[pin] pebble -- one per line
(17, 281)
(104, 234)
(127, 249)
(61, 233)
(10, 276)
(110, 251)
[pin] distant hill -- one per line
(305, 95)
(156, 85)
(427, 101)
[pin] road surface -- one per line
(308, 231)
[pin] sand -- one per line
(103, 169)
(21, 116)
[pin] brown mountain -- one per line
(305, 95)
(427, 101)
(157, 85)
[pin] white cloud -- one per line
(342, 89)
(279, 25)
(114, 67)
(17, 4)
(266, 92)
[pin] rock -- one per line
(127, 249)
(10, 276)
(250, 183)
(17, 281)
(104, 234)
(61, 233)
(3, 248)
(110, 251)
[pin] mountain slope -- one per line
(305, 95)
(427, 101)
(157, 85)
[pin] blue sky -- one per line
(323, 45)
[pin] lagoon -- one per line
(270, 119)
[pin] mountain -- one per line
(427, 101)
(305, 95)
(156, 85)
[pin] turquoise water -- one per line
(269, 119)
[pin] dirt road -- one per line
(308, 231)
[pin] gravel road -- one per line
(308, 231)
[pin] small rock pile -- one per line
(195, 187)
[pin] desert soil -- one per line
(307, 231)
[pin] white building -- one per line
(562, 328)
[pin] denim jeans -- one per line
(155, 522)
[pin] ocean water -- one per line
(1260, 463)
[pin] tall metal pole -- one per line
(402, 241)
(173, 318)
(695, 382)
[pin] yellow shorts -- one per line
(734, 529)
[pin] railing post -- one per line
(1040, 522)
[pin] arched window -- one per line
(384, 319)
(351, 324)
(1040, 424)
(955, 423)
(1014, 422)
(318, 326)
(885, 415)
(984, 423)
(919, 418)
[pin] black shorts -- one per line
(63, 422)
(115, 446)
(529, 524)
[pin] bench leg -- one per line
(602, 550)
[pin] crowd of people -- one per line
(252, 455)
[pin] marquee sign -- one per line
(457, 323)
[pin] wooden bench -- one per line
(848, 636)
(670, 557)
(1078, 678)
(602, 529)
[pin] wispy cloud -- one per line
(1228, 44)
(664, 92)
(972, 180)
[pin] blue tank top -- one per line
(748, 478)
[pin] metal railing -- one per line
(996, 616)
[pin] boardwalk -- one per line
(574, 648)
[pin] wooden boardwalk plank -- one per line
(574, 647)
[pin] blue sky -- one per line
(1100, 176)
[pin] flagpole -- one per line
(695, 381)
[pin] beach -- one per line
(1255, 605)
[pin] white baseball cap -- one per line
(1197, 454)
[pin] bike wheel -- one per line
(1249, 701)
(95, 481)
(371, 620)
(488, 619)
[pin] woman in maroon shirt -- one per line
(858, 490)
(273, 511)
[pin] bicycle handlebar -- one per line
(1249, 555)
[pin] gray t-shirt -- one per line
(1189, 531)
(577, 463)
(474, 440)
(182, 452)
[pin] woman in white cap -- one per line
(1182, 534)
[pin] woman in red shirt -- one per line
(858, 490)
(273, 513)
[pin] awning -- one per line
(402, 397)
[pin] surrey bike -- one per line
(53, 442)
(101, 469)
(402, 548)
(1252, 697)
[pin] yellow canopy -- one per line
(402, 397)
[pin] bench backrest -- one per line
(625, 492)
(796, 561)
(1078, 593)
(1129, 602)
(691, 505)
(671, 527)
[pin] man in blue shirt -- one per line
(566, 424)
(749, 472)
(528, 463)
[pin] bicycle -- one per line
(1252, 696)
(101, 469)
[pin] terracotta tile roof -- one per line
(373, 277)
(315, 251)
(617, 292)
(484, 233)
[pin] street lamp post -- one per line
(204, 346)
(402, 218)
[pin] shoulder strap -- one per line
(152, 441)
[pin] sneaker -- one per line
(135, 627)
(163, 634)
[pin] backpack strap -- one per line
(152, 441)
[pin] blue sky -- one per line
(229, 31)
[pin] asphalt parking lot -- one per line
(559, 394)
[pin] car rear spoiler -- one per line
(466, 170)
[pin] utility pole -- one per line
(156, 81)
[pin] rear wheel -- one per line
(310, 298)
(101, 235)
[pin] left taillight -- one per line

+-------+

* **CHALLENGE**
Print out every entry, keeping each one exact.

* **EXERCISE OUTPUT**
[pin] pebble -- one per line
(17, 281)
(104, 234)
(127, 249)
(61, 233)
(10, 276)
(110, 251)
[pin] distant hill -- one per line
(305, 95)
(156, 85)
(427, 101)
[pin] road surface -- one per line
(308, 231)
[pin] sand -- one per line
(103, 169)
(21, 116)
[pin] brown mountain -- one per line
(305, 95)
(427, 101)
(157, 85)
[pin] white cloud -- one per line
(342, 89)
(279, 25)
(114, 67)
(17, 4)
(266, 92)
[pin] rock -- one per line
(127, 249)
(10, 276)
(250, 183)
(17, 281)
(104, 234)
(61, 233)
(3, 248)
(110, 251)
[pin] mountain slope -- one per line
(305, 95)
(427, 101)
(157, 85)
[pin] blue sky -- one per line
(323, 45)
[pin] lagoon -- one per line
(270, 119)
[pin] mountain -- one per line
(427, 101)
(305, 95)
(156, 85)
[pin] turquoise water -- one per line
(269, 119)
[pin] dirt road -- one per line
(308, 231)
[pin] gravel road -- one per line
(308, 231)
[pin] small rock pile -- one per line
(195, 187)
[pin] desert soil -- one per line
(307, 231)
[pin] white building -- one per line
(562, 328)
[pin] denim jeans -- one per line
(155, 522)
[pin] ocean water -- one per line
(1260, 463)
[pin] tall metal pole -- one per line
(402, 241)
(173, 318)
(695, 382)
[pin] yellow shorts -- one per line
(734, 529)
[pin] railing post -- one per line
(1040, 522)
[pin] arched window -- one per line
(384, 319)
(351, 324)
(1040, 424)
(955, 423)
(1014, 422)
(318, 326)
(885, 415)
(984, 423)
(919, 418)
[pin] black shorts -- one per line
(63, 422)
(115, 446)
(529, 524)
[pin] bench leg -- one per line
(602, 550)
[pin] crowd of people -- one per line
(252, 455)
[pin] marquee sign -- one per line
(457, 323)
[pin] wooden bench -- one per line
(848, 636)
(670, 557)
(1078, 678)
(602, 529)
[pin] wispy cloud -- one per line
(1228, 44)
(664, 92)
(972, 180)
[pin] blue tank top -- one per line
(748, 478)
[pin] metal railing -- one per line
(996, 616)
[pin] boardwalk -- one per line
(574, 648)
[pin] wooden boardwalk plank -- one per line
(574, 647)
[pin] blue sky -- one per line
(1100, 176)
[pin] flagpole -- one per line
(695, 381)
[pin] beach -- one per line
(1255, 605)
[pin] white baseball cap -- one per line
(1197, 454)
[pin] bike wheel -- one per line
(1249, 701)
(95, 481)
(371, 620)
(488, 619)
[pin] woman in maroon shirt -- one per line
(858, 490)
(273, 511)
[pin] bicycle handlebar -- one per line
(1249, 555)
[pin] gray t-shirt -- one per line
(1189, 531)
(577, 463)
(474, 440)
(182, 452)
[pin] woman in white cap -- one per line
(1182, 534)
[pin] woman in red shirt -- one per line
(858, 490)
(273, 513)
[pin] awning -- one per line
(402, 397)
[pin] surrey bike -- one per line
(53, 442)
(101, 469)
(402, 548)
(1252, 697)
[pin] yellow canopy -- one per line
(402, 397)
[pin] bench backrest -- one per line
(625, 492)
(796, 561)
(1078, 593)
(1129, 602)
(691, 505)
(671, 527)
[pin] man in blue shirt -- one per line
(566, 424)
(749, 472)
(528, 463)
[pin] bicycle -- one per line
(1252, 696)
(101, 469)
[pin] terracotta tile roof -- one per line
(373, 277)
(315, 251)
(617, 292)
(484, 233)
[pin] street lamp post -- one per line
(204, 346)
(402, 218)
[pin] shoulder strap -- one per line
(152, 441)
[pin] sneaker -- one per line
(135, 627)
(163, 634)
[pin] backpack strap -- one per line
(152, 441)
[pin] blue sky -- one per line
(229, 31)
[pin] asphalt parking lot -- one per line
(559, 394)
[pin] car rear spoiler -- one per line
(466, 170)
[pin] utility pole -- one per line
(156, 81)
[pin] rear wheel -- one per line
(310, 298)
(101, 235)
[pin] left taillight -- one per line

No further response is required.